## YOUR OBJECTIVE
Extract each of the lines below that contains the word "table", and copy those lines in full.
=== SOURCE MATERIAL ===
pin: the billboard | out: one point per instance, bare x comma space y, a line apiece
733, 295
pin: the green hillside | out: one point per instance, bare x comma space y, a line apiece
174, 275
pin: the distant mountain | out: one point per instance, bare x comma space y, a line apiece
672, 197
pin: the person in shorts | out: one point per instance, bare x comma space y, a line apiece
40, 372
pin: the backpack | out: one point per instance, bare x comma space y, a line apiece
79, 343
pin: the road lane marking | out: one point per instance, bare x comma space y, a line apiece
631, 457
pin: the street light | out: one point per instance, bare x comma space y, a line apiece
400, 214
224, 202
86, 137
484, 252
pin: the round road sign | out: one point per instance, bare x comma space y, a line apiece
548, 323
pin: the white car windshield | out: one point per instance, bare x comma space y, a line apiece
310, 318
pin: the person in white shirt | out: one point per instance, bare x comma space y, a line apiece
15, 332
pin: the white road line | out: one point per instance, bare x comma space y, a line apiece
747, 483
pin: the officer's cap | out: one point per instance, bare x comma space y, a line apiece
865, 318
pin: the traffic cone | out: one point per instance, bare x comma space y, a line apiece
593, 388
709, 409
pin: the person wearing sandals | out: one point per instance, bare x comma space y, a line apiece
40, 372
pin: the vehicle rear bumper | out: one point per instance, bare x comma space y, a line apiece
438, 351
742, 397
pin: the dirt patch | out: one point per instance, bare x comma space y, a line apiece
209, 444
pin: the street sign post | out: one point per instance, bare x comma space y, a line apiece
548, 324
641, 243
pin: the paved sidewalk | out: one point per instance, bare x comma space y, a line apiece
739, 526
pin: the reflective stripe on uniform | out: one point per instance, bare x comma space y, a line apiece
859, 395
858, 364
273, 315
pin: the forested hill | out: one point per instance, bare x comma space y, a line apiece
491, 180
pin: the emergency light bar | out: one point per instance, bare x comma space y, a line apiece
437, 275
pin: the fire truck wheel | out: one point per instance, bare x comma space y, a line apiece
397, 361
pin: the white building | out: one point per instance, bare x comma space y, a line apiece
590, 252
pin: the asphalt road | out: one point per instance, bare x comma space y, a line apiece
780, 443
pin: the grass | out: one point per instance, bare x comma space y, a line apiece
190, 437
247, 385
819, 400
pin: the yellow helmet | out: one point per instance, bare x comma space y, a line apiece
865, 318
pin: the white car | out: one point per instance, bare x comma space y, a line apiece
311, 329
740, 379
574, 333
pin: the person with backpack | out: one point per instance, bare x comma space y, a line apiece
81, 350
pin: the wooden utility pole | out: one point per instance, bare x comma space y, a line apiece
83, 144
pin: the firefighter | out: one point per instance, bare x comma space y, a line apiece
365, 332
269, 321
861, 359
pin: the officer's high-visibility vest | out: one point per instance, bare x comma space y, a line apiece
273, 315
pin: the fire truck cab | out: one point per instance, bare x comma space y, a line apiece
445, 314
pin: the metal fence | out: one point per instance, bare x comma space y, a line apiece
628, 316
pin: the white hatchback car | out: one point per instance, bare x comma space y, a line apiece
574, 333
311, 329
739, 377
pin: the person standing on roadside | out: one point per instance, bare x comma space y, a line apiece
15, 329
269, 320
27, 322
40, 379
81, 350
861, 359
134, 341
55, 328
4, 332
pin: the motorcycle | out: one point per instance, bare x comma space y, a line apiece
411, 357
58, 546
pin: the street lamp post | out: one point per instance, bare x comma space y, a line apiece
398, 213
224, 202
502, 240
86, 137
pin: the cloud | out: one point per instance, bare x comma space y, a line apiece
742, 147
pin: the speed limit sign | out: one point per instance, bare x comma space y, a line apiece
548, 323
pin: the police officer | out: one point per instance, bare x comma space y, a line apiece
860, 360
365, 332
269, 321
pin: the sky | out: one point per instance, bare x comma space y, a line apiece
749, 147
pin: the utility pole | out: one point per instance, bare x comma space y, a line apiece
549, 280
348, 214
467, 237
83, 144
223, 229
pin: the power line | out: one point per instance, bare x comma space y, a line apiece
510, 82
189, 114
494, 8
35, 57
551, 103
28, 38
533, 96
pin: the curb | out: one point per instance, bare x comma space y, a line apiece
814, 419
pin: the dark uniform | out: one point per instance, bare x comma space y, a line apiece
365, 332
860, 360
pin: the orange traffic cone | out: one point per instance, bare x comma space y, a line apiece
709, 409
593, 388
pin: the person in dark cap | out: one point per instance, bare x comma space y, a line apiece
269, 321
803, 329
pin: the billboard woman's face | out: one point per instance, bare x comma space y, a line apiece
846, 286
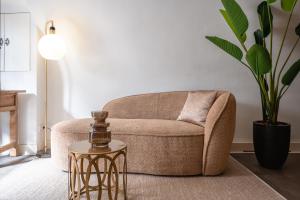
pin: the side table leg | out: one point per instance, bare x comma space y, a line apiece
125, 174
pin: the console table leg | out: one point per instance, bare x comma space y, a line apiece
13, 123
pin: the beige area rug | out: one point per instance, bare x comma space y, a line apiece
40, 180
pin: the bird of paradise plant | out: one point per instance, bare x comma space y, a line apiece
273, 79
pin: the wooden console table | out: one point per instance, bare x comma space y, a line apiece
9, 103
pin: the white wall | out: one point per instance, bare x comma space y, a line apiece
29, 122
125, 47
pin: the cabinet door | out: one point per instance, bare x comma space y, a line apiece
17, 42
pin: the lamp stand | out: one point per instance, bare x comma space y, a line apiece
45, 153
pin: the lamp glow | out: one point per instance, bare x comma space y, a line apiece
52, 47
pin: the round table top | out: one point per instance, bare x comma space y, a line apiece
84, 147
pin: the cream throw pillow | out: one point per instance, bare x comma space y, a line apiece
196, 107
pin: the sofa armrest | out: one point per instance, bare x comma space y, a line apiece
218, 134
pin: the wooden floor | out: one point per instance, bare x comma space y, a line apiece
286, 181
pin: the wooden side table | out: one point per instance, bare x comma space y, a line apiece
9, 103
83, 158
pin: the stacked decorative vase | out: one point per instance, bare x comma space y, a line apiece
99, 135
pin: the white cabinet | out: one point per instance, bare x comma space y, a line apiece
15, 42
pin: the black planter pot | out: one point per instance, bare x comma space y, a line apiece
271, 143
===
=== SOURCE MATERIAL ===
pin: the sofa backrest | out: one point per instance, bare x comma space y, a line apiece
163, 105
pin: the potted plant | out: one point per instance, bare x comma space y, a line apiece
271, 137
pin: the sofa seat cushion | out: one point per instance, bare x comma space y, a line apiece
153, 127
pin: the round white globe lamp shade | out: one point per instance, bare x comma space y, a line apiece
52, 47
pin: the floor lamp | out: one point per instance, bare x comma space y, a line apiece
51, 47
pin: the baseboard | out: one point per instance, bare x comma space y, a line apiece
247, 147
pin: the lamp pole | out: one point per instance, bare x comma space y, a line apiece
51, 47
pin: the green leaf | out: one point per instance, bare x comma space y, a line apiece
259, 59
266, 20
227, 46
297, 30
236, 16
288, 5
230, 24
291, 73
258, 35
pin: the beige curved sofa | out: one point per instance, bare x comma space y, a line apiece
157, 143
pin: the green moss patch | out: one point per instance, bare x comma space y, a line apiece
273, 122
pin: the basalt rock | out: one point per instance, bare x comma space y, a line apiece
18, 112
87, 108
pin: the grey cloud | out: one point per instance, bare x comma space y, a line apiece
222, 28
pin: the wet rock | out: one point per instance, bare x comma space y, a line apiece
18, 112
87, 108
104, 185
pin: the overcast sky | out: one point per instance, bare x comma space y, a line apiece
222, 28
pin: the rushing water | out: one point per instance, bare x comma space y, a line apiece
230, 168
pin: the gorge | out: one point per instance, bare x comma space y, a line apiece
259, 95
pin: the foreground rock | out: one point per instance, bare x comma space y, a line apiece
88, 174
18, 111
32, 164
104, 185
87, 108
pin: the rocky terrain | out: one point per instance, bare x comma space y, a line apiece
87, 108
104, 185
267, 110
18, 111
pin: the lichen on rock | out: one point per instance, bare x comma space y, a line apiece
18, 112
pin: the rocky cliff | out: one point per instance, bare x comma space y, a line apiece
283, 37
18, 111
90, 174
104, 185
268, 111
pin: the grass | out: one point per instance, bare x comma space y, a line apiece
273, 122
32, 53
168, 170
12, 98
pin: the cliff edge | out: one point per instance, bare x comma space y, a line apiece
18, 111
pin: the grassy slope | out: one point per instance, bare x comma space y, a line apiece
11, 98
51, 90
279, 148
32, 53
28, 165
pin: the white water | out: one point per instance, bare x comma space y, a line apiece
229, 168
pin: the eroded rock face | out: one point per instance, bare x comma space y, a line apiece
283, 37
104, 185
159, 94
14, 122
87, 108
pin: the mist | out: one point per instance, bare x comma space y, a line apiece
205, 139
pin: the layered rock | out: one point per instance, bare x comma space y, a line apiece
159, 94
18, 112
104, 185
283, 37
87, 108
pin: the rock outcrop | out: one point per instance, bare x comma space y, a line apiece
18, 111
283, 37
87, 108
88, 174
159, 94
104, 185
===
=== SOURCE MATERIAL ===
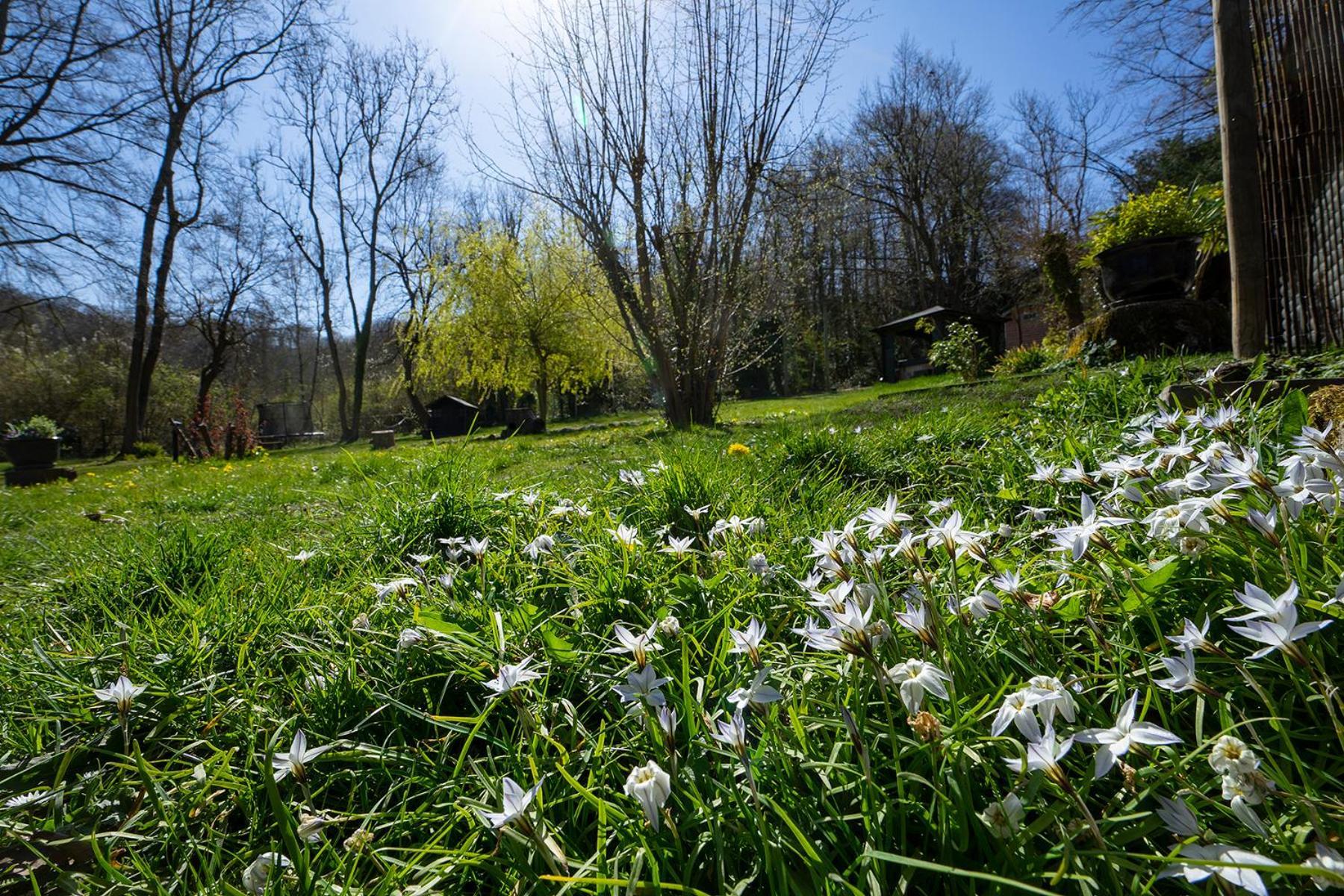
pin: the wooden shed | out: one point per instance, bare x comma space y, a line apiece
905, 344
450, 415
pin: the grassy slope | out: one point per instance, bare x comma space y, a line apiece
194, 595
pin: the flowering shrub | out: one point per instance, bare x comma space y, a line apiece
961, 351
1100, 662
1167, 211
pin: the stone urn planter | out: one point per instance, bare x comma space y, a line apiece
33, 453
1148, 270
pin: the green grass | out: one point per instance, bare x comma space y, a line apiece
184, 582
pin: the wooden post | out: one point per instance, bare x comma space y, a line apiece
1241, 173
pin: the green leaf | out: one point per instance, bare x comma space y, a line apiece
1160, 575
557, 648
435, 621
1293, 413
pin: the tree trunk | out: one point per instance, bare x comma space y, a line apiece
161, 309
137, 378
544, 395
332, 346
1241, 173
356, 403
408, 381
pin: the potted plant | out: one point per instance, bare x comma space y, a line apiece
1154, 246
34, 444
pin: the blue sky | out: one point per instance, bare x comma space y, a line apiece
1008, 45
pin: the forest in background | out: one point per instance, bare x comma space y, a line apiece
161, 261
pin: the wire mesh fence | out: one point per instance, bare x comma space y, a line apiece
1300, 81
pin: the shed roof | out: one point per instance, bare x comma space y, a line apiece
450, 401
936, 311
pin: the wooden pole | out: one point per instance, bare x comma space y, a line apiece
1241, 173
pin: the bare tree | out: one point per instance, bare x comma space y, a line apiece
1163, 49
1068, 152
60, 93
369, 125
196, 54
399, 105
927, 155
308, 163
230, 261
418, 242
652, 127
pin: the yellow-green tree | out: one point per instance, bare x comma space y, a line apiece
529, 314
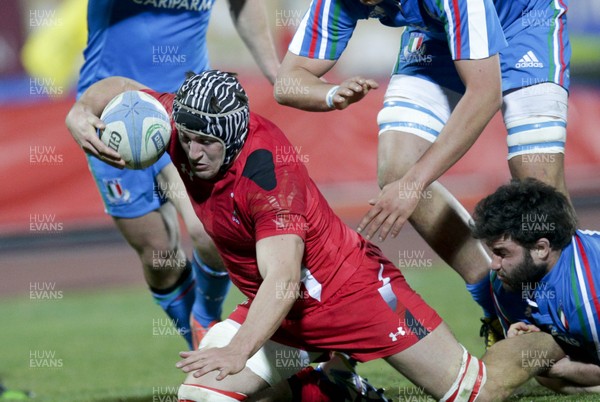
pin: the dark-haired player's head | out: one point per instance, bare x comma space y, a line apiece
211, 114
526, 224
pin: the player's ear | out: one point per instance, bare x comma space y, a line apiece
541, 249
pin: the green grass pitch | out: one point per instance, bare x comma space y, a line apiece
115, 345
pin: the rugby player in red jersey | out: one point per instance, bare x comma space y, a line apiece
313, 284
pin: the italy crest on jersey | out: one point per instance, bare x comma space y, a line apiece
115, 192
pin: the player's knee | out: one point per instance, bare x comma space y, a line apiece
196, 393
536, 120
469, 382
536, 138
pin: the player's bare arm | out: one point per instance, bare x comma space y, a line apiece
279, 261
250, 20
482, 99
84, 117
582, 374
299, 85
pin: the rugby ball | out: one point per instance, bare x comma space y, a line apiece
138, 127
===
## SOLUTION FOR THIS TASK
pin: the side table leg | out: one point per instance, bare x comma space y, a line apiece
pin: the console table leg | out: one point per instance, bare x comma space y, a line apiece
pin: the wooden console table | out: one point per instance, bare x comma space y, a line apiece
pin: the round table top | out: one point per instance, bare x comma space y, a line apiece
pin: the wooden side table | out: one point per instance, bare x comma space y, a line apiece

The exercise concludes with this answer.